- [What this task involves]
Retype the following records exactly and exclude the pictures.

(Image point grounding data)
━━━━━━━━

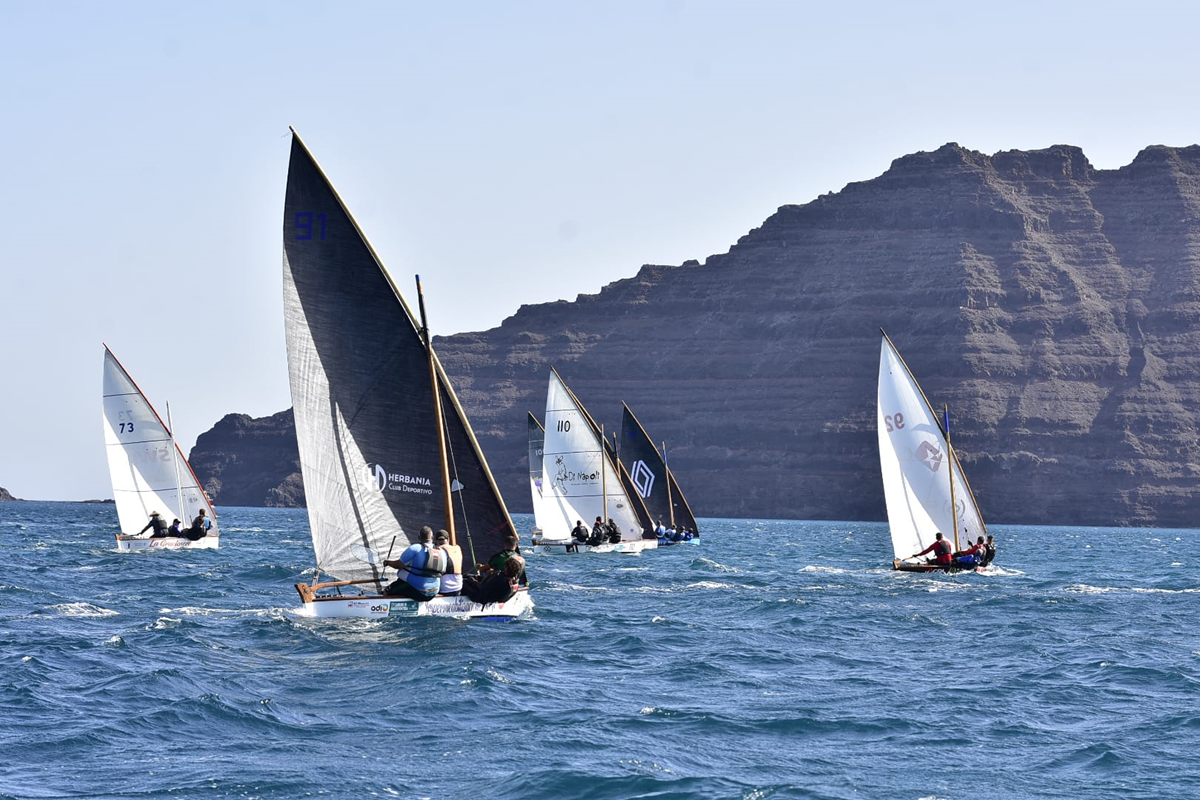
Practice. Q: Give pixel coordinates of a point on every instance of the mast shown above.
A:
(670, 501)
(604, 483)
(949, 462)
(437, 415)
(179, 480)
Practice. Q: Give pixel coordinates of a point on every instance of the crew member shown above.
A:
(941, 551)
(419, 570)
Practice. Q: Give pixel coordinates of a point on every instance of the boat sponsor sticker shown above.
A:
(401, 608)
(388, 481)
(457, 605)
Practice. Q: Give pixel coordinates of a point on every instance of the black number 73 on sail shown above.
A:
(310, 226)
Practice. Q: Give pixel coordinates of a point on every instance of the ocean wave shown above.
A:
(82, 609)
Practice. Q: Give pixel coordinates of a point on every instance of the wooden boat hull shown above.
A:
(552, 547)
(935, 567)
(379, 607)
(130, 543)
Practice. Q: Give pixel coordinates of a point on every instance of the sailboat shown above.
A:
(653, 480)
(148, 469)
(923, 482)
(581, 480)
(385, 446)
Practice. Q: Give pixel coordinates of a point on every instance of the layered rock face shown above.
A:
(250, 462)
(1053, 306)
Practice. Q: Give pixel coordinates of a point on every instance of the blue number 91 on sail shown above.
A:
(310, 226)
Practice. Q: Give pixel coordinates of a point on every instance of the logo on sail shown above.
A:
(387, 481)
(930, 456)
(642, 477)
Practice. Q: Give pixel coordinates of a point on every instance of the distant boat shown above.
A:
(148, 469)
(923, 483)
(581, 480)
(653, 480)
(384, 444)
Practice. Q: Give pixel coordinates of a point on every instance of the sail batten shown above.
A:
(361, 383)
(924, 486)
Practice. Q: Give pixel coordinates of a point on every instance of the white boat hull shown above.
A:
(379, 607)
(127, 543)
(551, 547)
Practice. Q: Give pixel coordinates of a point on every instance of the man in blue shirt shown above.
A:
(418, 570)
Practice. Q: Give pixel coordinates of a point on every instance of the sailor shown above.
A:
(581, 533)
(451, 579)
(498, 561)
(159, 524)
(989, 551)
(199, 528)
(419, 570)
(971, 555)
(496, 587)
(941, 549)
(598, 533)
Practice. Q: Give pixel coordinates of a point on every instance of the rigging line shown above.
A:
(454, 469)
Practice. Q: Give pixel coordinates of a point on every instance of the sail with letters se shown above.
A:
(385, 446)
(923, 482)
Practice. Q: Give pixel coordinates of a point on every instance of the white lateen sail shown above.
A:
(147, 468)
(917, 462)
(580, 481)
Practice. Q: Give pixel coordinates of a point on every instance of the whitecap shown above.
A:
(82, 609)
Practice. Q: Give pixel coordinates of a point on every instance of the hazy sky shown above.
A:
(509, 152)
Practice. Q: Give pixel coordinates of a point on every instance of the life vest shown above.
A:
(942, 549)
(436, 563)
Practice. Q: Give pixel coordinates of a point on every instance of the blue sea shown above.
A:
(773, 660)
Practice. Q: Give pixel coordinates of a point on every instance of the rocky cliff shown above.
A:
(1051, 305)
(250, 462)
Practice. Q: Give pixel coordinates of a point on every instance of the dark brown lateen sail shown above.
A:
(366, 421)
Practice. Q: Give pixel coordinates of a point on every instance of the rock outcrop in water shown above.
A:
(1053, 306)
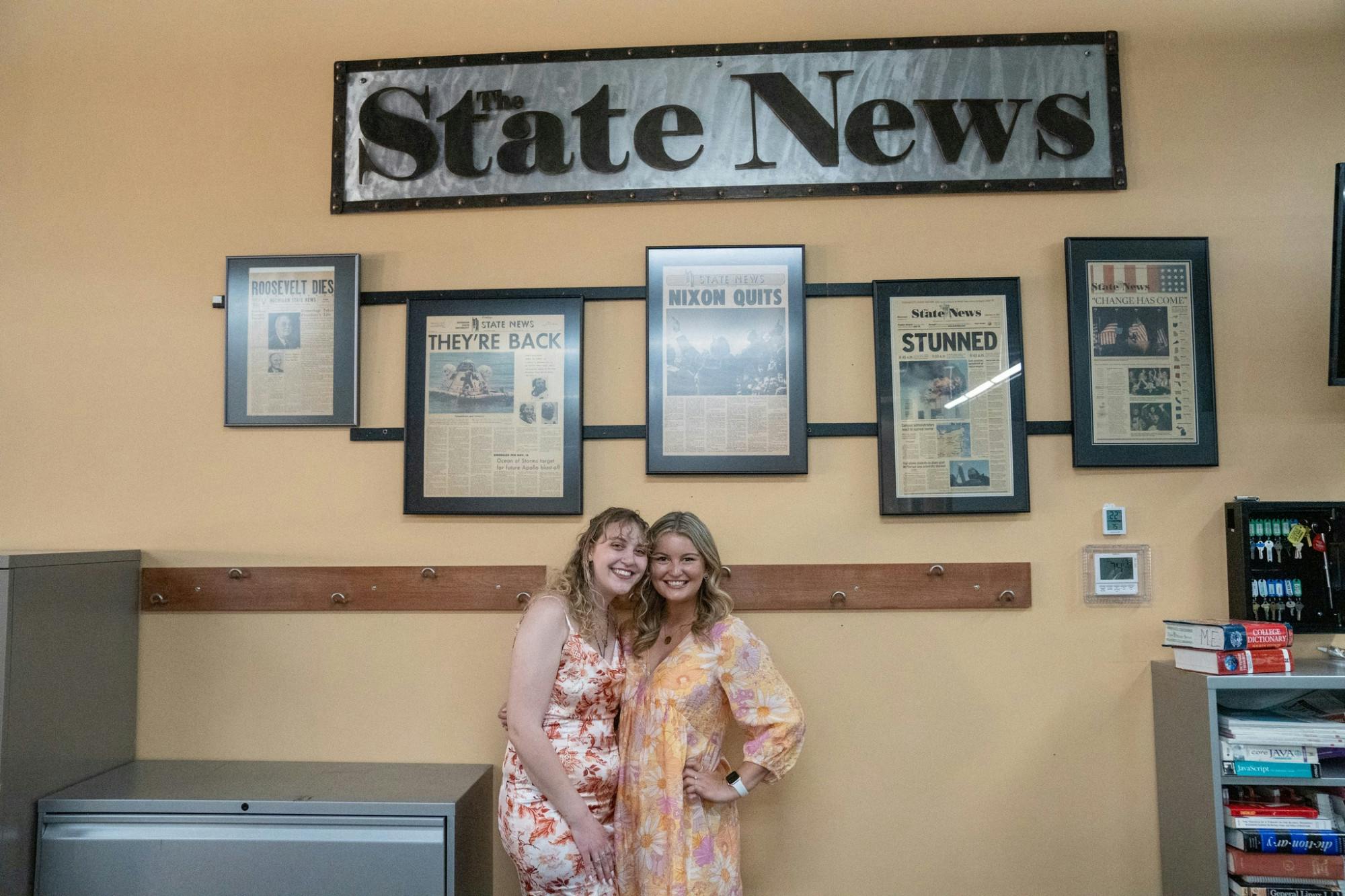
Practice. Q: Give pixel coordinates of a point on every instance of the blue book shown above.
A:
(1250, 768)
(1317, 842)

━━━━━━━━

- [Solution]
Practice. Q: Give pixel coordinates of a point on every instance of the mast shown above.
A:
(670, 501)
(604, 483)
(949, 462)
(437, 415)
(179, 480)
Practice. Q: Give pixel coordinates of a point on every instance of the crew member shown above.
A:
(941, 551)
(419, 570)
Practice. Q: Give pixel coordinates of a point on every instance of the boat sponsor sticker shown above.
A:
(401, 608)
(388, 481)
(457, 605)
Practice. Q: Give pixel coordinates of a point on every instance of the black number 73 on sail shown above.
A:
(310, 226)
Practice. Q: Give pixel coordinates of a point on every instance of the ocean wave shown above.
A:
(82, 609)
Practice. Q: Give pixel coordinates of a point on every instance of the wooden boat hull shown above.
A:
(552, 547)
(935, 567)
(379, 607)
(130, 543)
Practice. Q: Give pixel coordinates of a point on every instance of the sailboat shown above.
A:
(653, 480)
(148, 469)
(923, 482)
(581, 480)
(385, 446)
Practice. Q: Give pixel coordinates of a point on every instance of the layered rock face shown above.
A:
(250, 462)
(1053, 306)
Practice. Q: Give pixel coordinates of a point on every instance of the blue number 91 on sail shown above.
A:
(310, 226)
Practice. Q: Give pixel coordinates of a point on every instance of the logo on sail shown above.
A:
(387, 481)
(930, 456)
(642, 477)
Practice. Q: Give pixel coordinates of a point on every instance of the distant boat shown above.
A:
(148, 469)
(923, 483)
(581, 480)
(653, 480)
(384, 444)
Practice. Q: Give pixel coordinates of a point on every instance of the sail batten shown above.
A:
(361, 383)
(924, 486)
Practice. Q: Give pixel coordinates of a point on every instance of the white boat hull shown above.
A:
(379, 607)
(127, 543)
(551, 547)
Practice. Q: Give pixel coordinates of a point on every instance of the man in blue shirt shown above.
A:
(418, 570)
Practice. Q: Give pixel coordinates of a point on every instance of the sailor shown above.
A:
(581, 533)
(451, 579)
(498, 561)
(159, 524)
(989, 551)
(199, 528)
(419, 570)
(971, 555)
(496, 587)
(941, 549)
(598, 533)
Practice. Q: Give pixel coordinates of a point on every instance of the rigging line shown above.
A:
(454, 469)
Practice. Q: Give pixel coordinates of a point on every instance of the sail with letters se shown above.
A:
(385, 446)
(923, 482)
Practice. Q: Give pixel coordinates of a point on every instance of the white lateen sail shown above.
A:
(147, 468)
(917, 462)
(580, 481)
Practice. Q: Give pixel coordinates of a point on every instance of the whitecap shown above.
A:
(82, 609)
Practice. Q: Give pixel coordinates of a point on every instance of the hazy sky shown above.
A:
(509, 152)
Practice. Q: Give pixel coordinates of a point on every instance of the life vest shown above.
A:
(942, 549)
(436, 563)
Practice. Q: Give pixel coordinates of a point on every instance of the blue sea shown above.
A:
(773, 660)
Practice. Q: Give pixel coordinates of a point on every instance of the rocky cliff shown above.
A:
(1051, 305)
(250, 462)
Practice. Q: Give pixel coordinates of a point on every instance of the dark brown lateen sail shown above.
A:
(366, 421)
Practice. Q: Give pixel coordinates of a point on every instance of the rock outcrop in water shown above.
A:
(1053, 306)
Practice. Q: Give pixel coordinates of a point on every instance of the blue book shown above.
A:
(1250, 768)
(1317, 842)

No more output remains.